*** PASSAGE ***

46. Can solutions with same concentration of different solutes have different osmotic pressures?

The osmotic pressure of a solution does not depend on the nature of the solute, it depends only on the quantity of molecules (particles) in relation to the total solution volume. Solutions with same concentration of particles even containing different solutes exert same osmotic pressure.
Even when the solution contains a mixture of different solutes its osmotic pressure depends only on its total particle concentration regardless the nature of the solutes.
 

47. How are solutions classified according to their comparative tonicity?

Comparatively to other a solution can be hypotonic (or hyposmotic), isotonic (or isosmotic) or hypertonic (or hyperosmotic).
When a solution is less concentrated than other the adjective hypotonic is given and the more concentrated is called hypertonic. When two compared solutions have same concentration both receives the adjective isotonic. So this classification makes sense only for comparison of solutions.
 

48. Concerning permeability what type of membrane is the cell membrane?

The cell membrane is a selectively permeable membrane, i.e., it allows the passage of water and some selected solutes.
Cell Membrane Review - Image Diversity: cell membrane
 

49. What are the basic constituents of the cell membrane?

The cell membrane is formed of lipids, proteins and carbohydrates.

*** End of PASSAGE ***
*** DATA SECTION ***

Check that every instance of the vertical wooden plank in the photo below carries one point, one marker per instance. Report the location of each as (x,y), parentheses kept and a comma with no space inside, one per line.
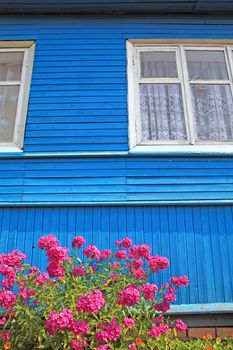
(208,258)
(199,249)
(223,247)
(191,254)
(183,293)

*** End of DATA SECTION ***

» **BRIEF 1**
Give every term the passage uses to classify a solution by its comparative tonicity, including the alternative names shown in parentheses.
» **BRIEF 2**
According to the passage, why do solutions with the same particle concentration but different solutes exert the same osmotic pressure?

» **TASK ANSWER 1**
hypotonic, hyposmotic, isotonic, isosmotic, hypertonic, hyperosmotic

» **TASK ANSWER 2**
Osmotic pressure does not depend on the nature of the solute. It depends only on the quantity of particles relative to the total solution volume. This holds even for a mixture of different solutes.